__To-do list__:
a) Return the part of the rabbiteye blueberry letter starting at "I’m guessing that" and ending at "to Southern Arkansas.", copied word for word.
b) Using the rabbiteye blueberry letter, answer these questions, one per line:
(i) Which state does the letter call one of the nation's bellwether states?
(ii) About how many pounds of blueberries can one rabbiteye bush produce in a single season?
(iii) From where to where in Florida and North Carolina does the rabbiteye blueberry grow?
c) Translate this sentence from the rabbiteye blueberry letter into Spanish: "The humble rabbiteye blueberry is a hearty plant apparently unattractive to major pests."

__Source extract__:
-- begin --

Dear Ohio: Ask About the Rabbiteye’s Future

by on August 8, 2019 · 0 comments

in California, Ocean Beach, Politics

Image from Wikipedia.

By Joni Halpern

Ohio is deemed one of the nation’s bellwether states, so we Californians need to give them some advice about the upcoming 2020 elections.

Dear Ohio,

I’m guessing that you, like most of us in California, have not given much thought to asking our presidential candidates about blueberries.  Certainly you have not contemplated asking them about the red-state species known as the rabbiteye blueberry, which grows from central Florida to eastern North Carolina and from Eastern Texas to Southern Arkansas.

The humble rabbiteye blueberry is a hearty plant apparently unattractive to major pests.  Depending upon care and environment, just one rabbiteye blueberry bush can produce about 15 pounds of blueberries in a single season.  And darned good blueberries at that, filled with flavor and anti-oxidants, the latter a favorite ingredient of the “live-forever” patrons of high-end supermarkets.

-- end --

__Recorded data__:
-- begin --

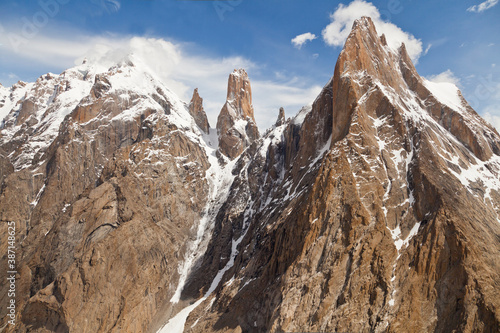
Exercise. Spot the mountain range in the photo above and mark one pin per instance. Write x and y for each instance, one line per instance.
(375, 209)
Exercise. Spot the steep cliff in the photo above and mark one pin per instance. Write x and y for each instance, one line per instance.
(375, 209)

-- end --

__Answers for this exercise__:
a)
I’m guessing that you, like most of us in California, have not given much thought to asking our presidential candidates about blueberries.  Certainly you have not contemplated asking them about the red-state species known as the rabbiteye blueberry, which grows from central Florida to eastern North Carolina and from Eastern Texas to Southern Arkansas.

b)
(i) Ohio
(ii) About 15 pounds
(iii) From central Florida to eastern North Carolina

c) El humilde arándano ojo de conejo es una planta robusta que, al parecer, no resulta atractiva para las plagas principales.